## Stated exercise:
Nothing but the lines from the line with "Please mark the orange paper" through the end of the data is to be copied, and each is to be copied exactly.

## Data to process:
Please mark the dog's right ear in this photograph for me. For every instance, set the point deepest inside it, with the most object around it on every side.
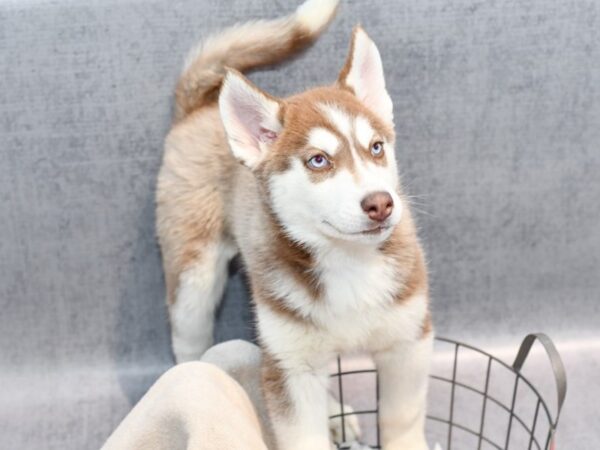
(250, 118)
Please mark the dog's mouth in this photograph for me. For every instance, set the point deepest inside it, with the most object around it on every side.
(378, 229)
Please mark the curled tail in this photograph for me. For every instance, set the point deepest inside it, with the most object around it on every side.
(247, 46)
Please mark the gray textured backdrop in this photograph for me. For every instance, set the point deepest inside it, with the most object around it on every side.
(497, 108)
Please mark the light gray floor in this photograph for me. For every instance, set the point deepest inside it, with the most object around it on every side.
(497, 106)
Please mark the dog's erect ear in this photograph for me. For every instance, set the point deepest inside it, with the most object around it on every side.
(363, 74)
(250, 118)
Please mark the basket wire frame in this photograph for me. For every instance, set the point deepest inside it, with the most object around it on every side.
(541, 408)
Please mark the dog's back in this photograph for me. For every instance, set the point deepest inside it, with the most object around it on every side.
(198, 168)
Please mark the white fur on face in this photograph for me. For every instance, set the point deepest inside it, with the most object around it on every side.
(323, 139)
(364, 131)
(314, 211)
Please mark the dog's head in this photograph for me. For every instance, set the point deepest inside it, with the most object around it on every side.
(325, 158)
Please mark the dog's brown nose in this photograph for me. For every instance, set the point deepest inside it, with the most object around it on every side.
(378, 205)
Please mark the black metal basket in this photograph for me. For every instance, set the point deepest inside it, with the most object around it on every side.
(513, 430)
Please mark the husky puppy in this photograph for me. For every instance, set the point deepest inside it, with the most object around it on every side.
(306, 189)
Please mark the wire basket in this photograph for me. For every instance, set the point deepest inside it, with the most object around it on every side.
(505, 410)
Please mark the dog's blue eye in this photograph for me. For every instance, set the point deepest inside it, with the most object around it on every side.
(377, 148)
(318, 162)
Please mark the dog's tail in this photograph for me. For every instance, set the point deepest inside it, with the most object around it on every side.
(247, 46)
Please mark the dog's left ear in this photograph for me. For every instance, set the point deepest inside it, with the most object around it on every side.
(363, 74)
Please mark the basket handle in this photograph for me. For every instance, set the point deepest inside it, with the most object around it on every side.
(558, 367)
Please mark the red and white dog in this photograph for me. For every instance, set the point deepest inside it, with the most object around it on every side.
(317, 212)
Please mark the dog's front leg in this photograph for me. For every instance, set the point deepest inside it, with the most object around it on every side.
(403, 375)
(297, 405)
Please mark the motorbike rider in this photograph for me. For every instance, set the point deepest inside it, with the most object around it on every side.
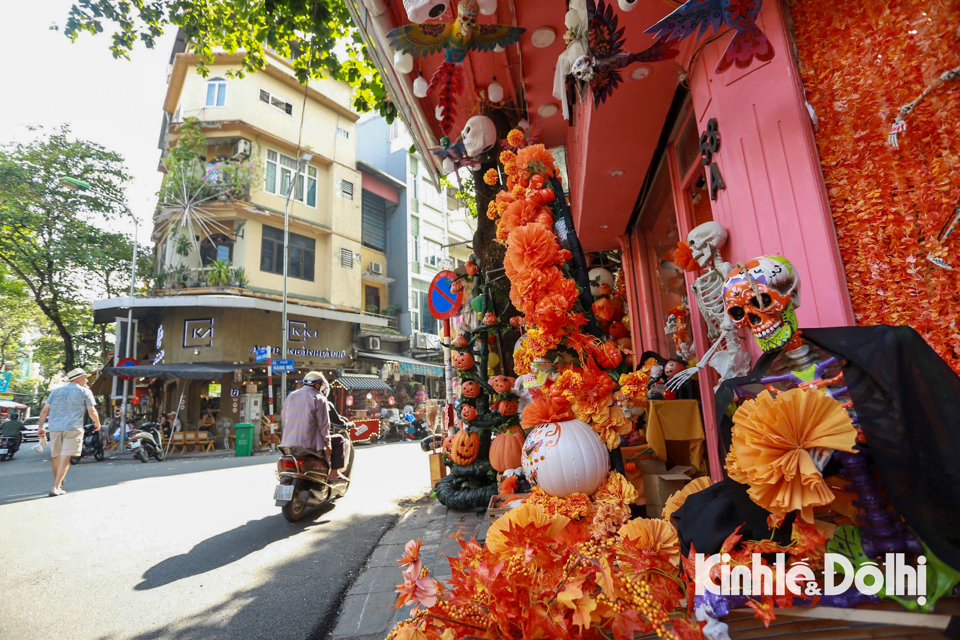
(306, 419)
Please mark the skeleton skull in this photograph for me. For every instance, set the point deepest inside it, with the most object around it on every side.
(706, 238)
(479, 135)
(764, 299)
(420, 11)
(582, 68)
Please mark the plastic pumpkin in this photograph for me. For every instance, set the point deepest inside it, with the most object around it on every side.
(470, 389)
(466, 446)
(505, 451)
(468, 412)
(508, 408)
(463, 361)
(563, 458)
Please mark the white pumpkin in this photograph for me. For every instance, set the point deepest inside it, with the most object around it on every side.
(563, 458)
(598, 276)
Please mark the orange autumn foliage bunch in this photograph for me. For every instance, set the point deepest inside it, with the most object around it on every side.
(889, 204)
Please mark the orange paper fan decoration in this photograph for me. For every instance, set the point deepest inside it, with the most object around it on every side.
(676, 501)
(772, 436)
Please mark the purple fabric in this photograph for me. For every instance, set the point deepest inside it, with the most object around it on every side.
(306, 420)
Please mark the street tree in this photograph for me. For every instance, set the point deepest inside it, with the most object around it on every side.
(308, 33)
(51, 238)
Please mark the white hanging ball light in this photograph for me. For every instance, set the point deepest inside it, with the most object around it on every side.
(420, 87)
(495, 91)
(403, 62)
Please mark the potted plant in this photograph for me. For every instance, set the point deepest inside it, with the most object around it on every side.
(239, 277)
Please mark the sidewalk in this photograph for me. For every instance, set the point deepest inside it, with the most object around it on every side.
(367, 613)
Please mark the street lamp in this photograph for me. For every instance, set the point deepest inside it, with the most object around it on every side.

## Reply:
Please mark the orange paper fan decoration in this photograph for me. For every instance, set the point deepest inside it, with the most object around it on every side.
(676, 501)
(772, 436)
Please mark the purple fabric in this photograph for me. For every instance, set the point deepest inside it, with the most object around it on every side.
(306, 420)
Please mark the street tree in this photograph for me. For every instance, set the point deepest inside it, with the most object around it on every side.
(308, 33)
(51, 238)
Please mark the white hanging ball light in this photograph for me. For every instance, set the point deepest inside it, with the most object around it on every side.
(420, 87)
(495, 91)
(403, 62)
Please mark the potted plant in this photograph for me. For every instance, set the point deepest inside it, with the most object around it on every side.
(239, 277)
Please mark the sidewalk in this photograph for me. For every instance, set the point deepest inside it, with the most object around it on every side.
(367, 613)
Please mark the street lamp in this photograph for me. For every instance, set the point deepest inside it, with the most object around it on every side.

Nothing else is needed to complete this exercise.